Task prompt –
Please copy out the entries below word for word, beginning at the line that contains "Q: Provide one point on every instance of the chick's beak" and stopping after the final line of the entries.

Input for this task –
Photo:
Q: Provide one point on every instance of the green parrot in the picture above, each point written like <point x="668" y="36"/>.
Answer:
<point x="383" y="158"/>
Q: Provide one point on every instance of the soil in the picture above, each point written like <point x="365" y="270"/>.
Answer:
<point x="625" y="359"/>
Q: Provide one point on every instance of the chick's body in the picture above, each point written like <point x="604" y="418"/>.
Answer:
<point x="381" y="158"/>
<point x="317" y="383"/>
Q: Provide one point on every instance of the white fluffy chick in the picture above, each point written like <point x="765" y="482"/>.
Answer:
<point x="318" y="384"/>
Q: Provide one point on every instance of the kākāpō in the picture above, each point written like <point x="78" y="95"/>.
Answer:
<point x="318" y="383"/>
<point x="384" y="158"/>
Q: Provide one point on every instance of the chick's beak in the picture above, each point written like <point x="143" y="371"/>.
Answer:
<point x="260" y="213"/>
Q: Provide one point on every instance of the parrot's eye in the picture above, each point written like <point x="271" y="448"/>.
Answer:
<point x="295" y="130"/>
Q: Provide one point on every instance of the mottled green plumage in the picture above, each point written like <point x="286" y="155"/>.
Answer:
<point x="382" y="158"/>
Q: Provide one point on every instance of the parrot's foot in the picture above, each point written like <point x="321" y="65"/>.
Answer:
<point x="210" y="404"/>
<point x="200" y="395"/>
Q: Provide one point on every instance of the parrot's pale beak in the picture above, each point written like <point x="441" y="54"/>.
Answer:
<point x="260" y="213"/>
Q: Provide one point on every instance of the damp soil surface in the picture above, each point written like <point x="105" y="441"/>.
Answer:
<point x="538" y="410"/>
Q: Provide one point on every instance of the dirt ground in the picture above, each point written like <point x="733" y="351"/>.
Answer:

Solution below –
Q: Provide one point on every instance of the chick's beak in the picture above, each point written like <point x="143" y="371"/>.
Answer:
<point x="260" y="213"/>
Q: Provide one point on every instance of the parrot's eye in the picture above, each point written like <point x="271" y="448"/>.
Answer:
<point x="295" y="130"/>
Q: Provide one point on every instance of the mottled green plumage in the picture above, each point written like <point x="286" y="155"/>.
Answer:
<point x="382" y="158"/>
Q: Provide one point on every instance of the parrot's foot in the picture above, each point written like <point x="321" y="65"/>.
Answer:
<point x="210" y="404"/>
<point x="200" y="395"/>
Q: Provide one point on every instance of the parrot's pale beak in the picture above, each point written like <point x="441" y="54"/>.
Answer:
<point x="260" y="213"/>
Q: Provide one point on every instance of the damp soil surface in the picture above, each point written like <point x="105" y="441"/>.
Answer:
<point x="538" y="410"/>
Q: Provide one point on every instance of the dirt ground in the picture above, each point written like <point x="733" y="351"/>.
Answer:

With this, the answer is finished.